Читаем Полуденные экспедиции полностью

Офицеры и солдаты тех частей, которые должны были остаться в Вами, угрюмо посматривали на эту суматоху, и на их лицах выражалось желание принять участие в этой лихорадочной деятельности, но, по воле судьбы, они должны были оставаться только зрителями! До поздней ночи длились эти приготовления; наконец все утихло, измученные люди предались покою, кое-где только, в офицерской палатке, сквозь полотно, просвечивает огонь свечки, при свете которой пишется письмо, может быть, последнее, или же в записной книжке отмечаются впечатления дня, а может быть, и нечто прозаичнее — количество принятых сухарей… Но вот огонь потухает, и, не раздеваясь, положивши под руку шашку и револьвер, бросается усталый офицер на койку и в ту же минуту засыпает как убитый… В походе бессонницы не бывает — целый день труда заставляет пользоваться каждой минутой отдыха и дорожить ею больше, чем в городе, где обращают день в ночь и ночь в день!

________________________________________

### ОПИСАНИЕ ЗАДАЧИ
Продолжите текст о ночи в лагере у Вами, начав сразу после его последнего предложения. Материал, приведённый далее, взят из другого источника.

### ПРЕДОСТАВЛЕННЫЙ МАТЕРИАЛ
________________________________________

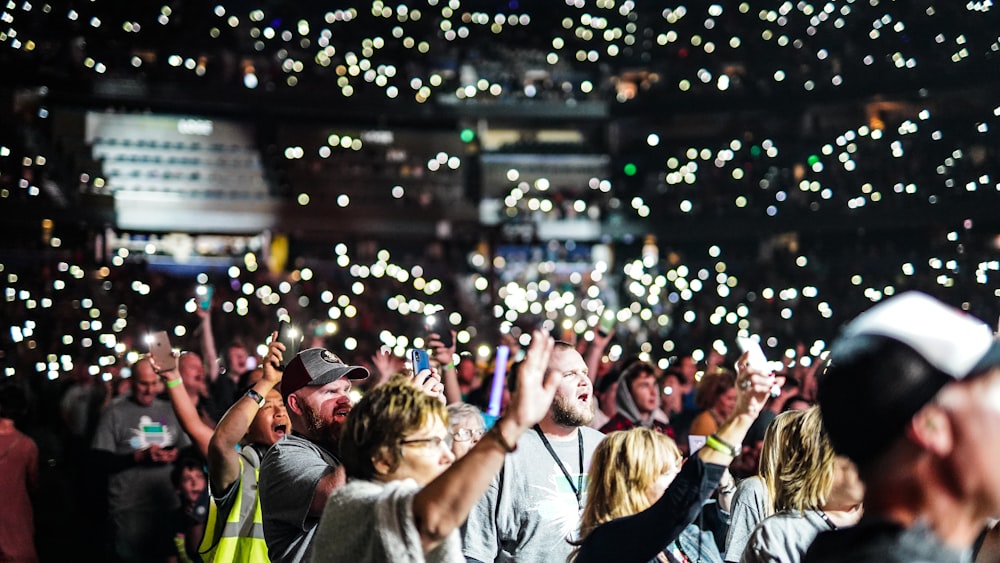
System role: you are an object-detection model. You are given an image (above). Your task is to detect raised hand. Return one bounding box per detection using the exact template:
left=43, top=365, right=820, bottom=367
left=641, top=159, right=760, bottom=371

________________________________________

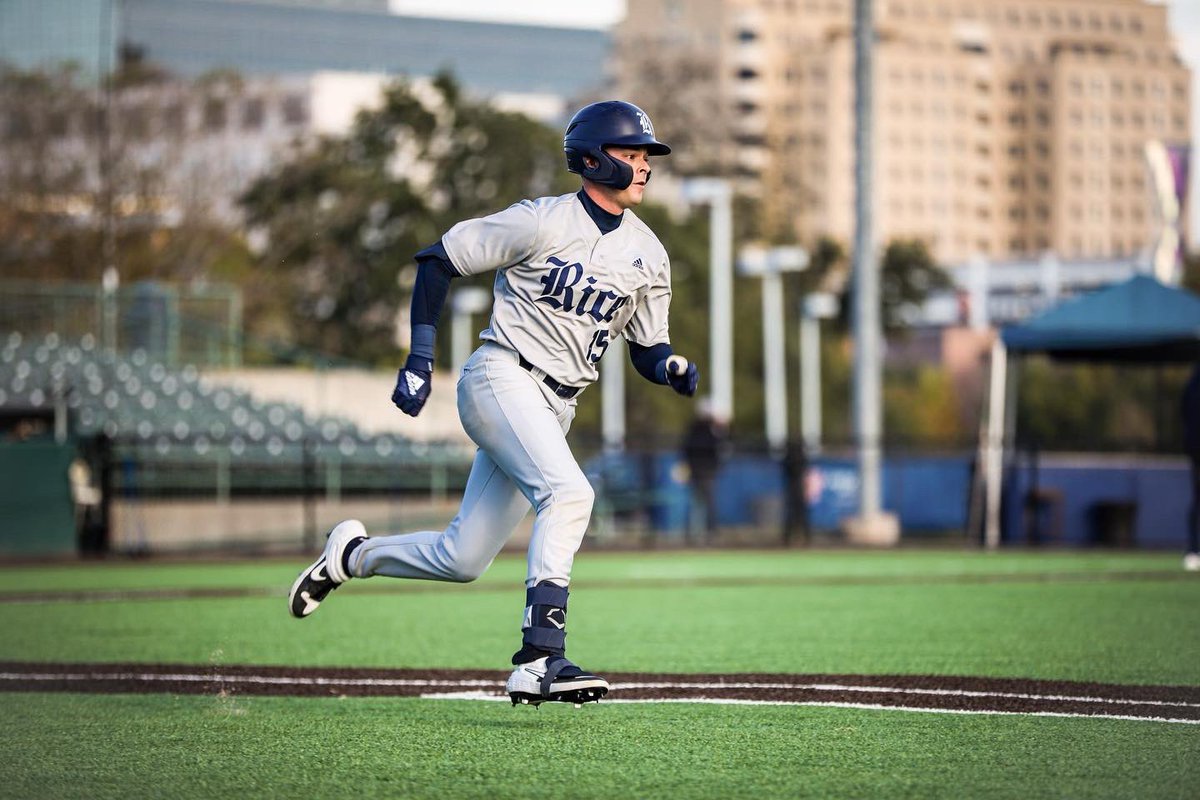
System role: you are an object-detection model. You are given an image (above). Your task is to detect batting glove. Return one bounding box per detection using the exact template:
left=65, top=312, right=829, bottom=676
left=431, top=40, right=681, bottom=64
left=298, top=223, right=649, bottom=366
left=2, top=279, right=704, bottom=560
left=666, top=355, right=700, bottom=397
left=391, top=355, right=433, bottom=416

________________________________________

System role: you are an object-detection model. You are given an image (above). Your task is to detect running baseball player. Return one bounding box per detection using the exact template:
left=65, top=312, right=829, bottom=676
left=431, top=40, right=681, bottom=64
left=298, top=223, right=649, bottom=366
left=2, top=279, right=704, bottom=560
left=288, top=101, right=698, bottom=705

________________________________________

### ПИСЬМЕННЫЙ ОТВЕТ
Наступило утро 1 июля; чуть свет поднялись все в лагере — надо было еще многое допринять, а главное — навьючить верблюдов! На долю денщиков в подобных случаях выпадает мученический венец: надо все увязывать, готовить вьюки и вместе с тем давать своим господам умываться, приготовить им и чай и что-нибудь поесть!.. Действительно, каторга! Ну и ругаются же они в это время! Просто не подходи! Самое меньшее что услышишь:

— Не разорваться же мне, ваше б-дие! — а то, пожалуй, пробормочет что-нибудь и хуже — и ничего не сделаешь, потому что сам сознаешь, что человек, как говорится, «выскочил» из себя!

Перед каждой частью расположены ряды вьюков; тут виднеются патронные ящики, связанные вместе по несколько штук, ротные котлы и разная кухонная посуда, мешки с провиантом, связки с топливом… Верблюды лежали рядами и меланхолично пережевывали свою жвачку в ожидании нагрузки; из кибиток и палаток поминутно выбегали солдатики с разными вещами, волокли тюки… Слышались громкие приказания офицеров и фельдфебелей — словом, совершались последние приготовления к походу.

— Ты куда бежишь? — кричит молодой артиллерийский поручик гардемарину, куда-то сильно торопящемуся.

— Папирос, брат, нет, бегу к маркитанту!

— Да уж все разобраны, не достанешь!

— Вот тебе и раз!.. Что же мне делать теперь?

— А ты попроси у Петра Васильевича, он тебе наверное уступит штук триста или четыреста — у него очень много запасено.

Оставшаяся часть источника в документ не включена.